TAREAS ESCRITAS ▸
a - Vuelve a escribir el fragmento del relato sobre el Rector que empieza en "Con una capacidad" y termina en "que pueden atestiguarlo.".
b - Según el relato sobre el Rector, ¿por qué toda la universidad se enteraba de lo que decía Don Fernando? Contesta en una a tres oraciones.
c - Indica si cada afirmación coincide con el relato sobre el Rector; responde sí o no y cita las palabras del relato que lo deciden. (i) El Rector atribuye el retraso de los dos jóvenes a que se quedaron dormidos. (ii) La escuela de Bellas Artes estaba en el mismo edificio que la preparatoria. (iii) En esa época había muchos teléfonos en la ciudad.

La muy conocida y sonora voz, retumbó por todo el gran edificio haciendo eco en los más alejados rincones; eran las ocho con diez minutos de la mañana, cuando un par de rezagados jóvenes estudiantes de preparatoria se toparon frente al Rector –¡apúrenle, apúrenle! — ¡muchachitos flojos, ya ven por quedarse dormidos se les hizo tarde! –¡son las ocho y diez, ya deberían estar en clases! –¡¡¡Su maestro ya llegó!!! el si es puntual, no como ustedes par de flojos –¡apúrenle, apúrenle sino no pasarán de año! –Y aunque vengan sus papas a suplicarme ¡los repruebo! ya que les tengo que enseñar a ser responsables; –si no como les va a ir en la vida, –si empiezan mal; mal acaban –Ante esta retahíla verborrea, los dos espantados jóvenes seguidos por Don Fernando Díaz Ramírez, el Rector, entraron al salón pero continuaron escuchando junto con todos los demás que ahí se encontraban; él como la voz se alejaba lentamente pero dejando escuchar –¡par de tontos,– no aprovechan la oportunidad que se les da por más que se les dice no entienden,– es como predicar en el desierto!
Si; así era el Rector quien se había abrogado el derecho de ser además de maestro; el padre putativo de todos los estudiantes de la universidad; hasta de los que en su propia cara les decía que los aborrecía por conflictivos, y que siempre para su vergüenza, por su estilo tan peculiar que hacía que todos se enteraran de lo que decía. Toda la universidad se enteraba, porque toda se encontraba en el edificio de las calles de 16 de septiembre; con excepción de la escuela de Bellas Artes que estaba en el que fuera la antigua academia, todo lo demás se encontraba en lo que fue el colegio de San Francisco Javier de los Jesuitas, ahí, tenían cabida; la secundaria, la preparatoria, derecho, química, enfermería y dos años de la carrera de ingeniería y el Rector tenía bajo su control absolutamente todo.
Con una capacidad especial que a muchos mentores les parecía imposible y a otros les tomaba mucho tiempo, para que a fuerza de pasar lista diariamente, lograran memorizar los nombres de sus alumnos, -y esto se daba ya muy avanzado el año- a Don Fernando Díaz con su mente fotográfica, le permitía traer en el cerebro una ficha de cada alumno, la que consistía en; desde luego el nombre y apellidos, el año escolar, el grupo, el maestro que le impartía clases, además de la tira de materias en la que estaban incluidas las aprobadas y también las reprobadas con el número de veces que esto había acontecido. Conocía quienes eran los padres, los abuelos, el número de hermanos, el domicilio y cuando tenían teléfono también porque en esa época había pocos teléfonos en la ciudad ¿lo dudan? Afortunadamente viven aún muchos que pueden atestiguarlo.

DATOS PROPORCIONADOS ▸
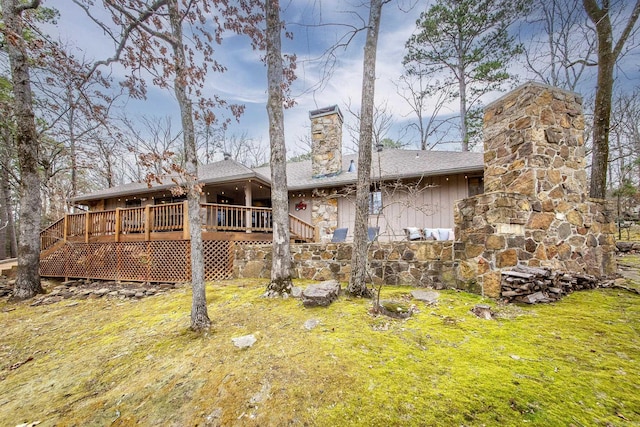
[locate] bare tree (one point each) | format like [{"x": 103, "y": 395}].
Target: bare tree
[
  {"x": 155, "y": 140},
  {"x": 382, "y": 123},
  {"x": 468, "y": 43},
  {"x": 28, "y": 279},
  {"x": 281, "y": 252},
  {"x": 608, "y": 53},
  {"x": 357, "y": 282},
  {"x": 561, "y": 49},
  {"x": 427, "y": 105}
]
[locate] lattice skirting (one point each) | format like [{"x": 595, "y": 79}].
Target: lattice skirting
[{"x": 156, "y": 261}]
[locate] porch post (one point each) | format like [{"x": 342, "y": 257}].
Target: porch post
[
  {"x": 118, "y": 227},
  {"x": 86, "y": 227},
  {"x": 186, "y": 233},
  {"x": 248, "y": 202},
  {"x": 147, "y": 222}
]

RESPUESTAS ▸
a -
Con una capacidad especial que a muchos mentores les parecía imposible y a otros les tomaba mucho tiempo, para que a fuerza de pasar lista diariamente, lograran memorizar los nombres de sus alumnos, -y esto se daba ya muy avanzado el año- a Don Fernando Díaz con su mente fotográfica, le permitía traer en el cerebro una ficha de cada alumno, la que consistía en; desde luego el nombre y apellidos, el año escolar, el grupo, el maestro que le impartía clases, además de la tira de materias en la que estaban incluidas las aprobadas y también las reprobadas con el número de veces que esto había acontecido. Conocía quienes eran los padres, los abuelos, el número de hermanos, el domicilio y cuando tenían teléfono también porque en esa época había pocos teléfonos en la ciudad ¿lo dudan? Afortunadamente viven aún muchos que pueden atestiguarlo.

b - Porque toda la universidad se encontraba en el edificio de las calles de 16 de septiembre, donde antes estuvo el colegio de San Francisco Javier de los Jesuitas. Solo la escuela de Bellas Artes quedaba fuera, en lo que fuera la antigua academia.

c -
(i) Sí: "¡muchachitos flojos, ya ven por quedarse dormidos se les hizo tarde!"
(ii) No: "con excepción de la escuela de Bellas Artes que estaba en el que fuera la antigua academia"
(iii) No: "en esa época había pocos teléfonos en la ciudad"